(Excerpts from a point labeling dataset)
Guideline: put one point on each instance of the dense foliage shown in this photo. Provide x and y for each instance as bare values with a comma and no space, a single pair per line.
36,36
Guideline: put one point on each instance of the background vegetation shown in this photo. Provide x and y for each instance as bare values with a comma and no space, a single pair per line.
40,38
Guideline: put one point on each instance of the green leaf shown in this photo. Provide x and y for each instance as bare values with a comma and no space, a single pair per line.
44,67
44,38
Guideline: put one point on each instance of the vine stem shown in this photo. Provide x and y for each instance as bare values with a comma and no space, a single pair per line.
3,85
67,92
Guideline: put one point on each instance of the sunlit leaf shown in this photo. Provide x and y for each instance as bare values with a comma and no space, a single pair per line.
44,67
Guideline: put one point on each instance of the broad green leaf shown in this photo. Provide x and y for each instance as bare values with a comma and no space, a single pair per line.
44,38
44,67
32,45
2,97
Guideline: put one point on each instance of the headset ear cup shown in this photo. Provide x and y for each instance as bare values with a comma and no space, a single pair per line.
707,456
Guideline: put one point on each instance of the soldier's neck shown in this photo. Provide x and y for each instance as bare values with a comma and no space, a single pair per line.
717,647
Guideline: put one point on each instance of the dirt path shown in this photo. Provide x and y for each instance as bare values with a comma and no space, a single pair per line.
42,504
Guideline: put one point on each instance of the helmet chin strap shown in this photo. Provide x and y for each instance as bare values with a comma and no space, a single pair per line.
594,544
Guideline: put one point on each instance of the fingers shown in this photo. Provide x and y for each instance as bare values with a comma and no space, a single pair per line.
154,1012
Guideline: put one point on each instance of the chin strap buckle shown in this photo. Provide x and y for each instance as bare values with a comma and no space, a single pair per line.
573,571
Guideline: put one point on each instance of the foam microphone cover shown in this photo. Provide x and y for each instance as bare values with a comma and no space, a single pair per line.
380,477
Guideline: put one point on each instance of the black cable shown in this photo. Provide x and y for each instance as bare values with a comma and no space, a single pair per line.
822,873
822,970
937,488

→ **WHAT IS ASKED**: Copy word for word the lines above, starting at the line that contains "Guideline: put one point on each instance of the fingers" and running through the last line.

→ **ANSWER BELOW**:
Guideline: put one point on each instance of the fingers shown in this photo. Provide x and y for each instance as bare values with a comma and no space, a single pair per line.
154,1012
Guideline: put one point on each instance of the chin strap buckle shown in this photo. Provide x and y for each instance as bare values with a comma and no space, a single pair per line.
573,571
Guideline: put one point on each instance of the foam microphone cover shown in this photo. Provide x and y for each instance as bare values with a comma and no space, a single pair per line.
380,477
Guideline: put one point on each instance of the black cable shown in this photo. Provide x and y for each instance as bare values with a comma and no space, a single pair per line.
822,873
822,970
937,488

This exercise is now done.